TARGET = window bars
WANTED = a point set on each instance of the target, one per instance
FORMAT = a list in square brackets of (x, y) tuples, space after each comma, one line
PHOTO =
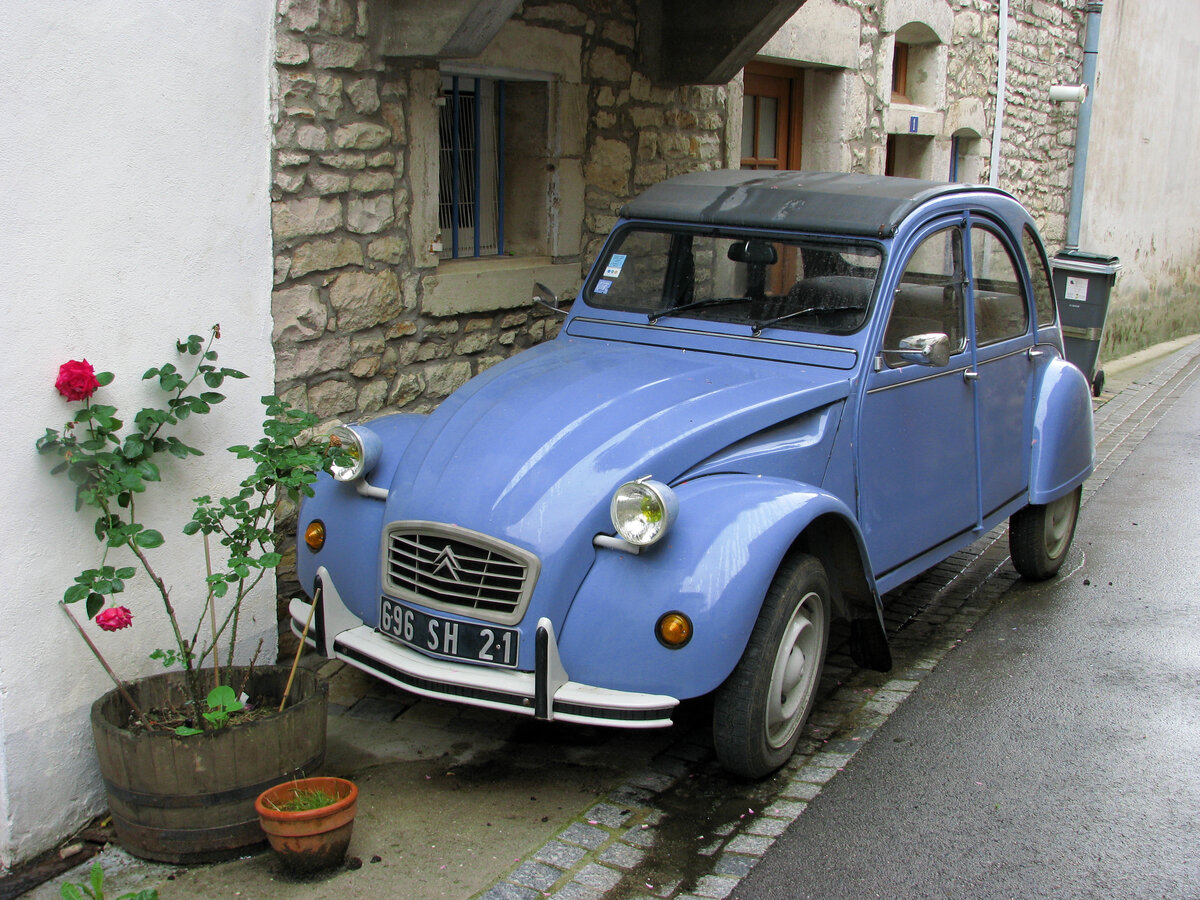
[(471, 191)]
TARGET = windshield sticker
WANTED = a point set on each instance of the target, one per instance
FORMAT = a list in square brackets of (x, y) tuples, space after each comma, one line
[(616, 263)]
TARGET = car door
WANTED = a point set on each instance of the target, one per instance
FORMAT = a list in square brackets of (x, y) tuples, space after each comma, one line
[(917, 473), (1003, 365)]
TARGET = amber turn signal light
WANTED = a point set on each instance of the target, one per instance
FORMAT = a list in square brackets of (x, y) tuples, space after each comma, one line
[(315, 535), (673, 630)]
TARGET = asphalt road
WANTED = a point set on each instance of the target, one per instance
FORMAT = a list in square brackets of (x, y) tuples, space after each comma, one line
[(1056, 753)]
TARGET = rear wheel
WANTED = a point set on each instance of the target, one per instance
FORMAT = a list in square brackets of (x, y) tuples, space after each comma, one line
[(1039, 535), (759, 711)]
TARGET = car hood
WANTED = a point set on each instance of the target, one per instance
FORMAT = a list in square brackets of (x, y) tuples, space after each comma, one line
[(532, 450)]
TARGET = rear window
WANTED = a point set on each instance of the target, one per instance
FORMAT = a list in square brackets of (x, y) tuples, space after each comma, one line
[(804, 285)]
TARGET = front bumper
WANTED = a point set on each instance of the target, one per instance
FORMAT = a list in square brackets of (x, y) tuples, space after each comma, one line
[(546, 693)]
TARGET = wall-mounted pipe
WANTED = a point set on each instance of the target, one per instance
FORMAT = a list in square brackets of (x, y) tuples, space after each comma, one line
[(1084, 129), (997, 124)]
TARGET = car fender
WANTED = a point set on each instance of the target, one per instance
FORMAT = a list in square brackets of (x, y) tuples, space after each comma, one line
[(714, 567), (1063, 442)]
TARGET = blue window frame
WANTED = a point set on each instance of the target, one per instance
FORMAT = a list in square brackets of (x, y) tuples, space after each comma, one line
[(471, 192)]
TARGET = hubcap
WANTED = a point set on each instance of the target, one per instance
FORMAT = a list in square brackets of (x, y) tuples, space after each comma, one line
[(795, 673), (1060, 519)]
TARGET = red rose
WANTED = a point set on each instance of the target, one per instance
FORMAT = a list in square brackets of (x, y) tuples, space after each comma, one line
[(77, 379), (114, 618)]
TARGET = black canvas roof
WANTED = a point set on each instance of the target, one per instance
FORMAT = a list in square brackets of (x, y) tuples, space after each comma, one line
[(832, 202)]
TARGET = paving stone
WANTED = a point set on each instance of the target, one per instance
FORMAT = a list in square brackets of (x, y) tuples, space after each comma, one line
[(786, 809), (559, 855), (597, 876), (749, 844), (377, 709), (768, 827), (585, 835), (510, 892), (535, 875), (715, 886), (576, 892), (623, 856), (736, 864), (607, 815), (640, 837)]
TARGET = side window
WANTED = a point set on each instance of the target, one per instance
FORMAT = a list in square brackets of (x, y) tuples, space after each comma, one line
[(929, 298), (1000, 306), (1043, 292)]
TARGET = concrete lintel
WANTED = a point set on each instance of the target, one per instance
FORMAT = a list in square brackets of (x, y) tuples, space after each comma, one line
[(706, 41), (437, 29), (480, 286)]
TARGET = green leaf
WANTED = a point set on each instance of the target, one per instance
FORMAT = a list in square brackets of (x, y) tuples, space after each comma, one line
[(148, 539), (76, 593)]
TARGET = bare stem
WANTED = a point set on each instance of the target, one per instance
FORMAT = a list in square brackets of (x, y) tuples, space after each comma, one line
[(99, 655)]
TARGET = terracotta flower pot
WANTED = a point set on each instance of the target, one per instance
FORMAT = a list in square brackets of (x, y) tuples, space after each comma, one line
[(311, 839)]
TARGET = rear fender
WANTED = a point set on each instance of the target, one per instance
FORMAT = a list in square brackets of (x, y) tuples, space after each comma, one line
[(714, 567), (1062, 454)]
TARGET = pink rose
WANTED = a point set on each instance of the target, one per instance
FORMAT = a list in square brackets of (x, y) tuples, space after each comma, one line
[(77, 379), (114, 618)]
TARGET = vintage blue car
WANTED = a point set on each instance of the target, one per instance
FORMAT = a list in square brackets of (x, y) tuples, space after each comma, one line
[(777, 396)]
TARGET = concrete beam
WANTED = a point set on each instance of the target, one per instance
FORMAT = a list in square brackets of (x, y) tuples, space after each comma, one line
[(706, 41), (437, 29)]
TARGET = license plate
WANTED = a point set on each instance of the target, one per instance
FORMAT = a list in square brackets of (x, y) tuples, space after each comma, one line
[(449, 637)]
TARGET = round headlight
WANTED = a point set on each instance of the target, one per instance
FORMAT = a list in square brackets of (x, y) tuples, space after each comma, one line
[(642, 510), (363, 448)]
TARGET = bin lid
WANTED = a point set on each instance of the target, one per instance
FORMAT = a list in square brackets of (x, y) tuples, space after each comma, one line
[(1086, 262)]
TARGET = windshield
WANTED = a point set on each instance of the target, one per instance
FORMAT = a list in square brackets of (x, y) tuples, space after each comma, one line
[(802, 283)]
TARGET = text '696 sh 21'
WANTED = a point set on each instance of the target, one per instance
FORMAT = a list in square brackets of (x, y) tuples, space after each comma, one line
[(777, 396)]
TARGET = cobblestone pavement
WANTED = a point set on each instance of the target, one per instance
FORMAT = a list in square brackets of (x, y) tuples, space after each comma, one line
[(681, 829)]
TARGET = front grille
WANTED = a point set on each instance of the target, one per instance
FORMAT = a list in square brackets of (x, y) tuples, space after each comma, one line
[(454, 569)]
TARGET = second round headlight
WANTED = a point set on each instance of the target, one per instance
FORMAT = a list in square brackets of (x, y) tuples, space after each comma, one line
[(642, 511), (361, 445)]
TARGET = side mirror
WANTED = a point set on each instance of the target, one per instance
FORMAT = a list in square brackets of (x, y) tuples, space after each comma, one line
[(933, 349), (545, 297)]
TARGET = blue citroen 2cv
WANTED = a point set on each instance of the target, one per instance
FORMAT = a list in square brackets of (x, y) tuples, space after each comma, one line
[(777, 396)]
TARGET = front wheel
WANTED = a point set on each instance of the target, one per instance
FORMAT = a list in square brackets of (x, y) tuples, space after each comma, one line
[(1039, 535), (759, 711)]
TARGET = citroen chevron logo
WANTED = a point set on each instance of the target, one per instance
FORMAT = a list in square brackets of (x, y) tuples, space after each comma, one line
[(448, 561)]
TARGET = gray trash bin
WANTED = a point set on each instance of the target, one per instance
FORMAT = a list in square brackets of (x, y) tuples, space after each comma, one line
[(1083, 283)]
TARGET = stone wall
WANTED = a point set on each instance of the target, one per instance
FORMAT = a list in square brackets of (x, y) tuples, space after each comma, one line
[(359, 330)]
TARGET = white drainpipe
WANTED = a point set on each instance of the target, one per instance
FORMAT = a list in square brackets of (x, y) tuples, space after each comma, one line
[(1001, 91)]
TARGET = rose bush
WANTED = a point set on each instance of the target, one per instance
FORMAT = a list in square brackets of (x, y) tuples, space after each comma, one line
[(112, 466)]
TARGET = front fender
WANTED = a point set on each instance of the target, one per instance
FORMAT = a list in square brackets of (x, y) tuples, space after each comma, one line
###
### AIM OF THE EXERCISE
Starting at the line containing "TARGET = car hood" and ending at the line containing "[(795, 673), (1060, 519)]", copy the data with every "tuples" swapped for "pairs" and nothing else changed. Give only those lines.

### RESULT BELOW
TARGET = car hood
WANTED = a point set on each instance of the target, one per instance
FORMAT = a list in square brackets of (x, y) pairs, space after each comma, one line
[(532, 450)]
TARGET = rear window
WANTED = a point set on each instance of the target, one per instance
FORMAT = a list in square brackets of (x, y) pairs, space after each comma, one line
[(804, 285)]
TARGET = front bumper
WANTED = a point set on each instance of the target, one per instance
FORMAT = a list in square brackets of (x, y) pairs, space after each comma, one line
[(546, 693)]
TARGET = wall-mounted pipe
WANTED = a point set on each instance of the target, one per instance
FORMAT = a list in square brackets of (x, y) pairs, space after each comma, one line
[(1084, 129), (997, 124)]
TARGET = car fender
WANTED = a point set on each instance of the target, one per instance
FORMAT = a list in square brackets of (x, y) pairs, space after each comma, one line
[(714, 567), (1063, 442)]
TARGET = blue window frame
WANTED = a point set on each instance of the target, one per instance
FORMAT = a list in square brackets of (x, y) pairs, space after each comma, one line
[(471, 192)]
TARGET = hubcap
WANTED = a point set on each instance of the target, one per instance
FORMAT = a list in square brackets of (x, y) pairs, space after each comma, one line
[(795, 673), (1060, 519)]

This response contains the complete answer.